-- start ENTRIES --

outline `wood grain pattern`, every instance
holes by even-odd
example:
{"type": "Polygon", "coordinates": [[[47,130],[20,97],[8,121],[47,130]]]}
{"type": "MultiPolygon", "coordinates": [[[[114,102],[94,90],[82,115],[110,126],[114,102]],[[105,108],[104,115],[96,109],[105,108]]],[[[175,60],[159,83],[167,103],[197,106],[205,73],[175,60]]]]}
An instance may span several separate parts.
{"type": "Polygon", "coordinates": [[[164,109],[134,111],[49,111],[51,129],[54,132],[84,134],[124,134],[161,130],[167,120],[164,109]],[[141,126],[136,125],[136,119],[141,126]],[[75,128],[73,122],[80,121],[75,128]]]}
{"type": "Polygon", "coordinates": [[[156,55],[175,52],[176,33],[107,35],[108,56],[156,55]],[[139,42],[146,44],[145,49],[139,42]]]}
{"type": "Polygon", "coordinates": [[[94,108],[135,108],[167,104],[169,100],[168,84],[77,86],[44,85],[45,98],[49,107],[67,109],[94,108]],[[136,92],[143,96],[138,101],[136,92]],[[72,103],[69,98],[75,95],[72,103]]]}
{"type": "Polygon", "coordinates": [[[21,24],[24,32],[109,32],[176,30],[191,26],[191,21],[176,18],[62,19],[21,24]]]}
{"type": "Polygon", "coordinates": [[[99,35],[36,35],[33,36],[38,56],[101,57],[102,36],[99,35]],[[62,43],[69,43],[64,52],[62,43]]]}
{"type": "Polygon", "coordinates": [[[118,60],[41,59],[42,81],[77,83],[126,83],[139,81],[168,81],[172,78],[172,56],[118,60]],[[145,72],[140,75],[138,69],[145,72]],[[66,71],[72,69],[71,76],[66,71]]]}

-- end ENTRIES --

- _GIVEN INSTRUCTION_
Rewrite the records above, changing "wood grain pattern" to "brick wall texture" and leaving everything else as it is.

- _FINAL ANSWER_
outline `brick wall texture`, every instance
holes by even-odd
example:
{"type": "Polygon", "coordinates": [[[47,130],[20,97],[8,121],[47,130]]]}
{"type": "MultiPolygon", "coordinates": [[[[114,102],[94,90],[82,115],[110,126],[114,102]],[[105,108],[104,115],[96,109],[105,108]]],[[[175,60],[159,83],[167,103],[197,106],[205,73],[175,60]]]]}
An instance may span several separate parts.
{"type": "Polygon", "coordinates": [[[164,109],[134,111],[49,111],[51,129],[54,132],[84,134],[124,134],[161,130],[167,120],[164,109]],[[141,126],[136,125],[136,119],[141,126]],[[75,128],[73,122],[80,121],[75,128]]]}
{"type": "Polygon", "coordinates": [[[156,55],[175,52],[176,33],[107,35],[108,56],[156,55]],[[139,42],[146,44],[145,49],[139,42]]]}
{"type": "Polygon", "coordinates": [[[94,108],[135,108],[167,104],[169,100],[168,84],[77,86],[44,85],[45,98],[49,107],[67,109],[94,108]],[[136,92],[143,96],[138,101],[136,92]],[[72,103],[69,98],[75,95],[72,103]]]}
{"type": "Polygon", "coordinates": [[[21,24],[24,32],[109,32],[176,30],[191,26],[191,21],[176,18],[62,19],[21,24]]]}
{"type": "Polygon", "coordinates": [[[99,35],[36,35],[33,36],[38,56],[101,57],[102,36],[99,35]],[[62,43],[69,43],[64,52],[62,43]]]}
{"type": "Polygon", "coordinates": [[[118,60],[41,59],[42,81],[77,83],[126,83],[139,81],[168,81],[172,78],[172,56],[118,60]],[[145,72],[140,75],[138,69],[145,72]],[[66,71],[72,69],[71,76],[66,71]]]}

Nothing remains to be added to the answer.